- WHAT TO WORK ON: Instruction for the data below: set down exactly the lines from the line with "For the dataset, tag each instance of the balcony in" to the line with "For the dataset, tag each instance of the yellow", inclusive, and no others.

[[ MATERIAL FOR THE TASK open ]]

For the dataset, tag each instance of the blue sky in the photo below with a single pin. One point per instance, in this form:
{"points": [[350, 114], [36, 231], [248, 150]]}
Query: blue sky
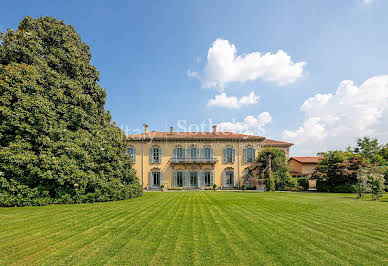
{"points": [[145, 49]]}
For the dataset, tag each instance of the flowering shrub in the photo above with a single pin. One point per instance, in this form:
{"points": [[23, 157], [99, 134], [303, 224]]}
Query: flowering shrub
{"points": [[370, 182]]}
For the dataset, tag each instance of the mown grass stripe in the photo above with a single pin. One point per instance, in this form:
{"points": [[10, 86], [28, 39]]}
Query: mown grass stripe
{"points": [[200, 228]]}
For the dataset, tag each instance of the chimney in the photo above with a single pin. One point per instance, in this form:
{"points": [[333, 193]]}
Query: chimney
{"points": [[145, 128]]}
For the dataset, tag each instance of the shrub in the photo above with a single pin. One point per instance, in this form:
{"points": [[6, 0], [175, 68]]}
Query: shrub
{"points": [[58, 143], [175, 188], [323, 186], [303, 182], [370, 180], [344, 188]]}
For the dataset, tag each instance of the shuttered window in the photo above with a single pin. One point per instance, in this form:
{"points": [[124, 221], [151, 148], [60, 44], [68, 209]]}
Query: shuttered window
{"points": [[229, 155], [155, 155], [207, 153], [249, 155], [132, 153]]}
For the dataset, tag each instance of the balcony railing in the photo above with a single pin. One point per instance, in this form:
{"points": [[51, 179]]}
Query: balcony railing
{"points": [[193, 160]]}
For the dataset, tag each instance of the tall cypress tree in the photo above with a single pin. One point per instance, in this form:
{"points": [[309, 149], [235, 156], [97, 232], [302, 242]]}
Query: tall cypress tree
{"points": [[57, 141]]}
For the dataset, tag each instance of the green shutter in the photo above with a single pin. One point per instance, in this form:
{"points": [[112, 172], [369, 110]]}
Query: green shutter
{"points": [[151, 155]]}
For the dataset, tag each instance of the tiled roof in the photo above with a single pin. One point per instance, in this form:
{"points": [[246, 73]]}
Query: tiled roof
{"points": [[271, 142], [307, 159], [157, 135], [192, 135]]}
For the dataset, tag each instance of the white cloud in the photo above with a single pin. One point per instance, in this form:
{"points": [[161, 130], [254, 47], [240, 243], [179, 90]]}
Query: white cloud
{"points": [[250, 124], [225, 66], [332, 121], [222, 100]]}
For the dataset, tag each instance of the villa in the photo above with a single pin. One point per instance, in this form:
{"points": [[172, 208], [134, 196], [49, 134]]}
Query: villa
{"points": [[304, 167], [195, 159]]}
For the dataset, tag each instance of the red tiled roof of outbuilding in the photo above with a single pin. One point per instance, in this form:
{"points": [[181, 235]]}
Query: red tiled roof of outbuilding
{"points": [[192, 135], [307, 159], [270, 142]]}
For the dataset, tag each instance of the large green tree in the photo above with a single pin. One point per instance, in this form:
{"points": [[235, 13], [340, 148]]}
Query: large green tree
{"points": [[57, 141], [271, 164]]}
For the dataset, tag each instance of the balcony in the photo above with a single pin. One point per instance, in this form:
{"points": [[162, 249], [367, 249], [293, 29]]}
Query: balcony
{"points": [[193, 160]]}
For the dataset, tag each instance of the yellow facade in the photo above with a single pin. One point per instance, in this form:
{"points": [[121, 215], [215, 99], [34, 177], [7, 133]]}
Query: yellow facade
{"points": [[217, 165]]}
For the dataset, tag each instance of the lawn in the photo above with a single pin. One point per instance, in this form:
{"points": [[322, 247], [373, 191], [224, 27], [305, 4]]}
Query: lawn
{"points": [[200, 228]]}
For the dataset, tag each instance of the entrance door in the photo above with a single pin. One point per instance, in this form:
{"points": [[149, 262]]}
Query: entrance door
{"points": [[193, 179]]}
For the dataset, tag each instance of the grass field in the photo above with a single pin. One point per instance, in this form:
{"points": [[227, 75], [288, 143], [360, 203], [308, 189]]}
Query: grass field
{"points": [[200, 228]]}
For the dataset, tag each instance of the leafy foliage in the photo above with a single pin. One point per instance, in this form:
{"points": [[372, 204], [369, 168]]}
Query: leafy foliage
{"points": [[58, 144], [371, 181], [338, 167], [277, 177], [303, 182]]}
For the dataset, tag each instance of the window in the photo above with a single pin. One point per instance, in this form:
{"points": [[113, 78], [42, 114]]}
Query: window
{"points": [[228, 155], [131, 151], [193, 153], [249, 155], [193, 179], [207, 153], [229, 178], [180, 153], [207, 178], [155, 155], [155, 178], [179, 179]]}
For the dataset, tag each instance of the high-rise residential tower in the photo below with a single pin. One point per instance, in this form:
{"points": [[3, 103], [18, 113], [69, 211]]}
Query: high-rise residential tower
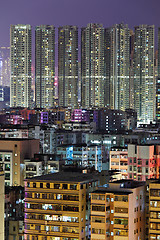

[[ MATERIAL FOR THE TASK closed ]]

- RESPONSE:
For the dataset, tag each instance of the balcony in the photo above with a single pin. One point per instance, in this form:
{"points": [[162, 249], [367, 249], [293, 29]]}
Query: balcony
{"points": [[193, 160]]}
For the dataset, tag each instance of the yellow facade in the photo above with a single pin. One point per instance, in this form:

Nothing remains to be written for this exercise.